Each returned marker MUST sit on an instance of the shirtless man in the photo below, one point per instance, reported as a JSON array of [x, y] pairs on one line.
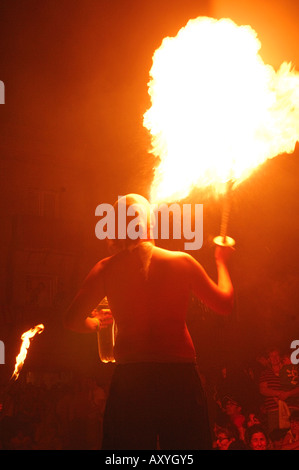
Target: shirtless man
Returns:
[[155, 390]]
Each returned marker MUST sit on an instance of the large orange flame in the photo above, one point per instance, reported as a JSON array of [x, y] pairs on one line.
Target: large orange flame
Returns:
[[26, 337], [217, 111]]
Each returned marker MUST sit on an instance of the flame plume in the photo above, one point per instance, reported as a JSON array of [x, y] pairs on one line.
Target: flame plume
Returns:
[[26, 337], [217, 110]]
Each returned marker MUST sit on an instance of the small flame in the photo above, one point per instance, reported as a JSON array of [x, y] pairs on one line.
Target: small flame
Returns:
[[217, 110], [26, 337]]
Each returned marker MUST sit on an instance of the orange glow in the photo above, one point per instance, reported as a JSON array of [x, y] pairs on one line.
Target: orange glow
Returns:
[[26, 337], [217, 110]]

...

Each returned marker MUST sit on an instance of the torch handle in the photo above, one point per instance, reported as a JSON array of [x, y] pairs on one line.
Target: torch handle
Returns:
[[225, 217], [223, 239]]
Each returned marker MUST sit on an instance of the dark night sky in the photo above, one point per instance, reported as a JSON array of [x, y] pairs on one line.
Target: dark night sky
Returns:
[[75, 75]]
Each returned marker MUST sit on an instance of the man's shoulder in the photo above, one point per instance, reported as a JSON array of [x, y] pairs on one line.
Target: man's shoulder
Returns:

* * *

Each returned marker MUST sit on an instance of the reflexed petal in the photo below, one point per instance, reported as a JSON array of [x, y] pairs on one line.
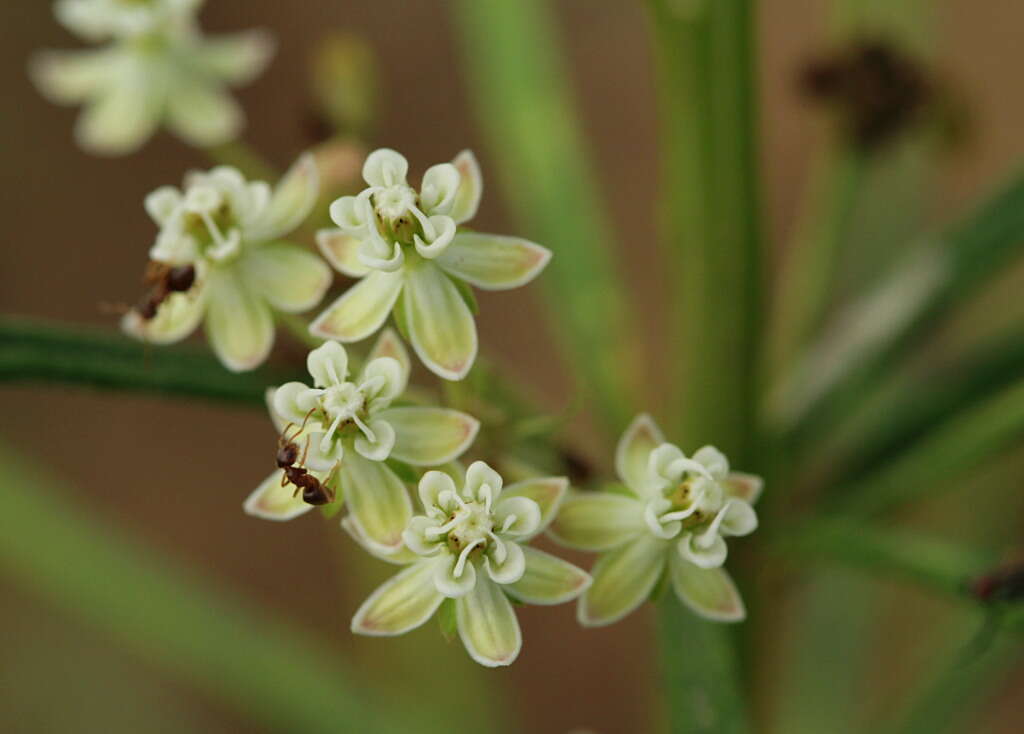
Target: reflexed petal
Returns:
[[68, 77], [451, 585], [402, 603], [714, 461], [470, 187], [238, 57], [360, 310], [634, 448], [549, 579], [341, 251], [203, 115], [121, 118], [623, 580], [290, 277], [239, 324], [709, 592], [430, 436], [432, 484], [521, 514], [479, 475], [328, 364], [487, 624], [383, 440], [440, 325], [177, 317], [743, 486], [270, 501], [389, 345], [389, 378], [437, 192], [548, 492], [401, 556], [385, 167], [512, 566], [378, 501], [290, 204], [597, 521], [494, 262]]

§ OBJECTIVE
Pull out each line of the data above that contains the word "petal" and copy those lines in full.

§ PROBLEM SOLUTION
Each returned marker MUST sit on an instance of the reflexed petal in the photo below, one point per instance, reported as a JSON array of [x, y] pairs on one line.
Target: reflexed petal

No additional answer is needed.